Dataset excerpts:
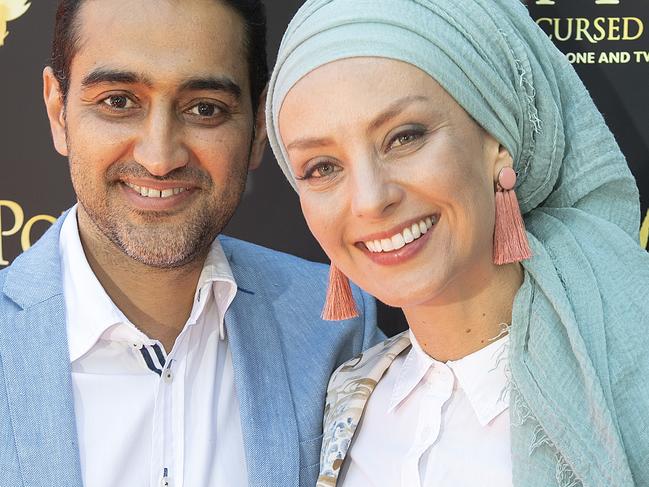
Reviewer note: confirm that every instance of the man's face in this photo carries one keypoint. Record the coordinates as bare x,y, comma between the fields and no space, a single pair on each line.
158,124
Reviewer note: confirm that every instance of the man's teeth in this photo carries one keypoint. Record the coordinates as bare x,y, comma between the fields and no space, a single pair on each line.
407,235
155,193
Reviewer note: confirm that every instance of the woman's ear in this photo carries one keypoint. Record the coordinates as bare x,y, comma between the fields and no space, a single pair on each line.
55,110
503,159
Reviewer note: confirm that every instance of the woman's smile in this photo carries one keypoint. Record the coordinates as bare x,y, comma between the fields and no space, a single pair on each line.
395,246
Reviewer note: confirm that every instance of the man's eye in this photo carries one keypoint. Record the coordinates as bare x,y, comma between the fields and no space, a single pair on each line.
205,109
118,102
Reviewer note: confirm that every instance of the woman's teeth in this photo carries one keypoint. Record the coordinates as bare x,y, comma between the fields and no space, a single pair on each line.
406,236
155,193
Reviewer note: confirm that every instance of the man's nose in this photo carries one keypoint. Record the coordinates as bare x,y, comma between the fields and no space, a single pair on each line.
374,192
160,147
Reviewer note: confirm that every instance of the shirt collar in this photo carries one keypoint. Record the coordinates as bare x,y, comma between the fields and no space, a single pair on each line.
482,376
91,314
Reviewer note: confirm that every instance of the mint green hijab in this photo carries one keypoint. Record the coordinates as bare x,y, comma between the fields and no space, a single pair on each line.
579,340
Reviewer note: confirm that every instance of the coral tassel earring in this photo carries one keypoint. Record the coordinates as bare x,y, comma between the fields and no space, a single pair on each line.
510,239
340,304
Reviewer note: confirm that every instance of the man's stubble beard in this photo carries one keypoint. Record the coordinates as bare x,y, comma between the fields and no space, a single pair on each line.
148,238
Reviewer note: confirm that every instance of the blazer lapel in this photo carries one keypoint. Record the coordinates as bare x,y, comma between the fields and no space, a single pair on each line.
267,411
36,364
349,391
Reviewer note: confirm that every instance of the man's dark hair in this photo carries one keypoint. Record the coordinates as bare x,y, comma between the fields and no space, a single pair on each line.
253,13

--

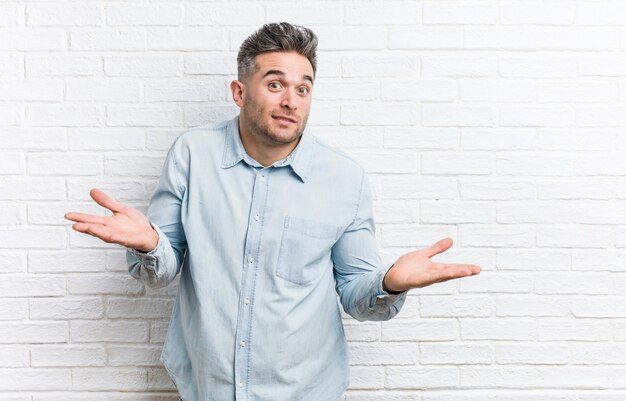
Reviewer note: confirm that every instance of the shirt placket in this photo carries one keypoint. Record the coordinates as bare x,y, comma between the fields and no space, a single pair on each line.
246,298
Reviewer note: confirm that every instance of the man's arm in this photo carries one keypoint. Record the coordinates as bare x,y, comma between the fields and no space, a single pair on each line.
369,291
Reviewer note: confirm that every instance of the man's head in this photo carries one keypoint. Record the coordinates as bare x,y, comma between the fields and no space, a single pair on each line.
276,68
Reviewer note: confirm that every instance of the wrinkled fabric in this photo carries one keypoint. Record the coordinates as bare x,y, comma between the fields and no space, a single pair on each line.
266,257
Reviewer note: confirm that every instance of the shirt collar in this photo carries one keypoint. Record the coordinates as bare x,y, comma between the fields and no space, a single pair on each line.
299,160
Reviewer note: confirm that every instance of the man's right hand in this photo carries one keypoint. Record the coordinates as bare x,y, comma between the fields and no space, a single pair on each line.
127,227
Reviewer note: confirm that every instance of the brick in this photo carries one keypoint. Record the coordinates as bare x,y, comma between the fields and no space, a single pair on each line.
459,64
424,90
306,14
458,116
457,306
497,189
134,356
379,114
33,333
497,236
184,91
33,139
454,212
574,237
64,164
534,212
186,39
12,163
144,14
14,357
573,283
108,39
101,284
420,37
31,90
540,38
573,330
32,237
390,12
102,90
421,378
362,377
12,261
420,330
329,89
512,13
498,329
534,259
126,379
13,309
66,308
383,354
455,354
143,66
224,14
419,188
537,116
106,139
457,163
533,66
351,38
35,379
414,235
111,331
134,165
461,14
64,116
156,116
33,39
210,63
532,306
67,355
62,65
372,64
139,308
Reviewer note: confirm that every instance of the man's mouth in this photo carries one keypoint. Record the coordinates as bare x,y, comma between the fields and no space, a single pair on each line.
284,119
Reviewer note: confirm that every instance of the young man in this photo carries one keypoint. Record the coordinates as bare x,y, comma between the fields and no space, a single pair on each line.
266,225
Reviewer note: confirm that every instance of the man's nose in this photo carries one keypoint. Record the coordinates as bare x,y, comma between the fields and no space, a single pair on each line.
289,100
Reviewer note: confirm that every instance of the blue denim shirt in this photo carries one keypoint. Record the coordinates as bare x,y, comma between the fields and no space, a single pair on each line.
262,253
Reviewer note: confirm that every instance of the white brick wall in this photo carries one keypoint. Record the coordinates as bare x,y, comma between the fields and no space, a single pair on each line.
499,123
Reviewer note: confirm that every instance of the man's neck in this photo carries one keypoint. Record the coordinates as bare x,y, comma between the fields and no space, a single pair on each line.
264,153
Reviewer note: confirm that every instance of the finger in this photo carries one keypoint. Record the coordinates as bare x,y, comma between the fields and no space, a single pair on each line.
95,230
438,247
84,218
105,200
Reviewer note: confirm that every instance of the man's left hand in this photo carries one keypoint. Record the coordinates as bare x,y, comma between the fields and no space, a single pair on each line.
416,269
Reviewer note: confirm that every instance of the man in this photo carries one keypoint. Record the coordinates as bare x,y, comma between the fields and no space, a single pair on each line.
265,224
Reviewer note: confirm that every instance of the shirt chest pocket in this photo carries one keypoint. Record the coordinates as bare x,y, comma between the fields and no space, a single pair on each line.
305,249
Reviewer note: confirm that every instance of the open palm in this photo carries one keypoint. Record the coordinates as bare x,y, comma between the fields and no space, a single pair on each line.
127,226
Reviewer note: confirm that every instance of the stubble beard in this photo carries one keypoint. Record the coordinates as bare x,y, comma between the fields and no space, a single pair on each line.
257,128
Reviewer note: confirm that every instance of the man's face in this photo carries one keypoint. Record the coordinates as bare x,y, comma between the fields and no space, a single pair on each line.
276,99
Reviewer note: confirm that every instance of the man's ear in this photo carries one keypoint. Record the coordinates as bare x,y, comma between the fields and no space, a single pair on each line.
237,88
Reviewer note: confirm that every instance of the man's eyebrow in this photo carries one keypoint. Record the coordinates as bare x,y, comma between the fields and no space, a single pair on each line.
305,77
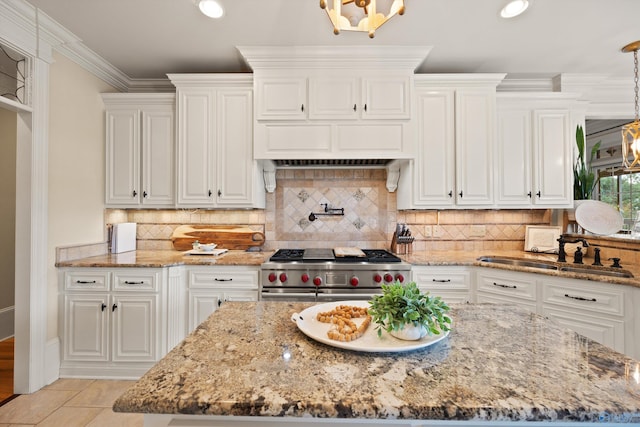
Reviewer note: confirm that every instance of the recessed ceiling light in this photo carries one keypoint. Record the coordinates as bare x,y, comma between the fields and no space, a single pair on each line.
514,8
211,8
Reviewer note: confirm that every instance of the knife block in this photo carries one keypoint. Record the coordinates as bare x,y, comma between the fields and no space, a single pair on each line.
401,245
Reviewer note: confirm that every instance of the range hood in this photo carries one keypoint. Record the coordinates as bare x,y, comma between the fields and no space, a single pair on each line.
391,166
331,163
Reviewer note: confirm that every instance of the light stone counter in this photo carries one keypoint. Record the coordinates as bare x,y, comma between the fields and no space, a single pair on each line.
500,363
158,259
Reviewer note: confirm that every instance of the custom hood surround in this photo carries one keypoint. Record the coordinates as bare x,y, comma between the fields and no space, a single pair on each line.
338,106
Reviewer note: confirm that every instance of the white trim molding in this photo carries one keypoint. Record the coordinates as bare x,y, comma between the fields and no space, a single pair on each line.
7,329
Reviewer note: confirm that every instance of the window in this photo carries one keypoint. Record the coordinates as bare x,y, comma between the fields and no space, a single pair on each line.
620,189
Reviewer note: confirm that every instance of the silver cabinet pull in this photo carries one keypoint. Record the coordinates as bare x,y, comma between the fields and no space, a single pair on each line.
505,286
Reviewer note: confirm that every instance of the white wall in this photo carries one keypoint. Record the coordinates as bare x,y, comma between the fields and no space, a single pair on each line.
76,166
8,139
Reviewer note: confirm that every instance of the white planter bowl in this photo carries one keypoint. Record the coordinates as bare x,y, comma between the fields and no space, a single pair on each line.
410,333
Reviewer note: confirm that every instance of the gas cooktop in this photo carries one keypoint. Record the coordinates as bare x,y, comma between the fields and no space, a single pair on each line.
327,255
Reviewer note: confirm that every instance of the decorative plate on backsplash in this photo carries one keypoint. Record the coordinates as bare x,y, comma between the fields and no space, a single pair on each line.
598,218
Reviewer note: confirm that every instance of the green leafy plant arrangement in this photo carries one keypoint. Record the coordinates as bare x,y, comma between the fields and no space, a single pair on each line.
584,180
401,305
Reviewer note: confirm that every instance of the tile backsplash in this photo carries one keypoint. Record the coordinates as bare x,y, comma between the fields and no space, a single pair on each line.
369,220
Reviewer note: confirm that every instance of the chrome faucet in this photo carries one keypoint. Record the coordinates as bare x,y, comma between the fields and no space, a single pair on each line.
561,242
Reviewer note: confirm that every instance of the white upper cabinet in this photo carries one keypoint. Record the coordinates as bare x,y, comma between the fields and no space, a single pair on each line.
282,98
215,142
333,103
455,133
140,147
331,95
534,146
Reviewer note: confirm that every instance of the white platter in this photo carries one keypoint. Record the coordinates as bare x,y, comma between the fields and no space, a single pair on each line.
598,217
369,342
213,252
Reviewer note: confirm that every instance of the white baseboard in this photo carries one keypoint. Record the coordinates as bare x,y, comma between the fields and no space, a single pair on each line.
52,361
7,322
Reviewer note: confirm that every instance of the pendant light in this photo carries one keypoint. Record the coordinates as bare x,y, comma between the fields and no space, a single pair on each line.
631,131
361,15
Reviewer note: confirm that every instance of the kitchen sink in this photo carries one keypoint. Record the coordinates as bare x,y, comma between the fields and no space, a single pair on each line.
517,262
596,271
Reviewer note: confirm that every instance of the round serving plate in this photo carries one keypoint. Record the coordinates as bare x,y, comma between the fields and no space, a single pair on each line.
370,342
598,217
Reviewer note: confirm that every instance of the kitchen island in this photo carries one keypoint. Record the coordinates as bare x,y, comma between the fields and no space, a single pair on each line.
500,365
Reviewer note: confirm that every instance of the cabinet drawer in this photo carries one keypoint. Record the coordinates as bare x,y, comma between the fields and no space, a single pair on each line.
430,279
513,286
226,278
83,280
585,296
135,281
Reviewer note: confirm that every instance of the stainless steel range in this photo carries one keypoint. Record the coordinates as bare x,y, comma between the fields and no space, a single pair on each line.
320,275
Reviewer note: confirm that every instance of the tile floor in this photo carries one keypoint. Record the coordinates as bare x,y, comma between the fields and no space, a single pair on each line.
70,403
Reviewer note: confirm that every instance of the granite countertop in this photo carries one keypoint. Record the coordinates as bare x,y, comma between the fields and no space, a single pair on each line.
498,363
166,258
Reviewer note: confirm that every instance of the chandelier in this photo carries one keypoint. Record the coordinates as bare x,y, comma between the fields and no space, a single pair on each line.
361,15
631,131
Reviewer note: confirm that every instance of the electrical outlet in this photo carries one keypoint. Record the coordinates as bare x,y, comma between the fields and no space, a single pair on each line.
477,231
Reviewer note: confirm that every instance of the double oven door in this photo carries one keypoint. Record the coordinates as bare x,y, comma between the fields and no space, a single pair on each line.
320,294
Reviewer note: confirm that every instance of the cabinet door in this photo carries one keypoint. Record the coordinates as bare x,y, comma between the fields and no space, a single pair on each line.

Work required: Copy out every line in the items above that contains the word "woman".

Task output:
Reviewer note: confirm that every instance of the woman's ear in this photo carries one keypoint. Record the coordinates as bare x,y, comma between the fields and no space, a single pair on each line.
Reviewer note: confirm that every instance of the woman's smile in this photo carries one keypoint. Record the coordinates as bare x,y, comma between the fields and no space, a single pair on each line.
Reviewer note: confirm that every instance of the woman's teeth in this photo carries one keypoint. Record the coordinates as bare x,y, comma between the fields and no space, a single pair on each line.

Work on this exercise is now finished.